SELECTED PASSAGE =>
►
Our lab develops novel computational methods to study cellular biological systems from a global and data-driven perspective. Our main focus is deciphering the regulation of gene expression, both in terms of the molecular networks that implement regulatory processes as well as the regulatory sequence information encoded in the genome. We work closely with experimental collaborators so that computationally-derived hypotheses can be validated in the lab.
Transcriptional Regulatory Networks
We are interested in learning gene regulatory programs that accurately predict genome-wide differential mRNA expression under different cellular conditions and extracting testable hypotheses about transcriptional regulatory networks. We have developed algorithmic approaches that integrate promoter sequence, mRNA expression data, and ChIP on chip binding data to learn gene regulatory programs and discover transcription factor binding motifs. We have used such an approach, called the MEDUSA algorithm, to model the oxygen and heme regulatory network in yeast, and we discovered novel candidate oxygen regulators that our experimental collaborators were able to biochemically validate.
Gene Silencing by microRNAs
Most current computational methods for predicting microRNA targets rely on searching for sites complementary to the "seed" region of the microRNA and filtering results based on cross-species comparisons or other requirements. However, these existing approaches still apparently return large numbers of false positives while failing to achieve reasonable sensitivity; for example, current target prediction programs can only account for a small fraction of genes that are downregulated after microRNA transfection. To improve upon these rule-based approaches, we are developing a supervised learning method to predict microRNA target site efficiency using data from genome-wide expression profiling following microRNA transfection experiments. We are also extending this algorithm to integrate cell-specific endogenous microRNA profiles, in order to perform cell-specific target prediction. Finally, we are beginning to explore models of microRNA that take quantitative account of the concentrations of RISC and other protein machinery in the microRNA pathway, including the possibility of competition of microRNAs for limited protein resources.
◄
WORK TO COMPLETE =>
a) In the lab research description, what is the name of the algorithm used to model the oxygen and heme regulatory network in yeast?
b) Continue the lab research description, starting after its final sentence.

RECORDED INFORMATION =>
►
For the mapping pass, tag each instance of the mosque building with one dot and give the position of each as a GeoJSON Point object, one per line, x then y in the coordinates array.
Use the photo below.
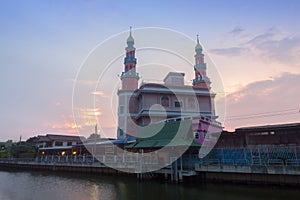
{"type": "Point", "coordinates": [138, 105]}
◄
LIST OF ANSWERS =>
a) The MEDUSA algorithm.

b)
Remote Protein Homology Detection
Recognizing a protein's fold from its primary sequence of amino acids is a long-standing problem in computational biology. Traditional approaches use pairwise sequence comparison or protein family models based on multiple sequence alignments to infer structural relationships from sequence similarity. However, these methods may not perform well in the remote homology detection setting, where the protein sequence to be classified is only remotely homologous to known protein families. Our lab introduced the use of biologically- motivated k-mer based "string kernels" for support vector machine (SVM) classification of protein sequences into structural categories, achieving state-of-the-art performance for remote homology detection.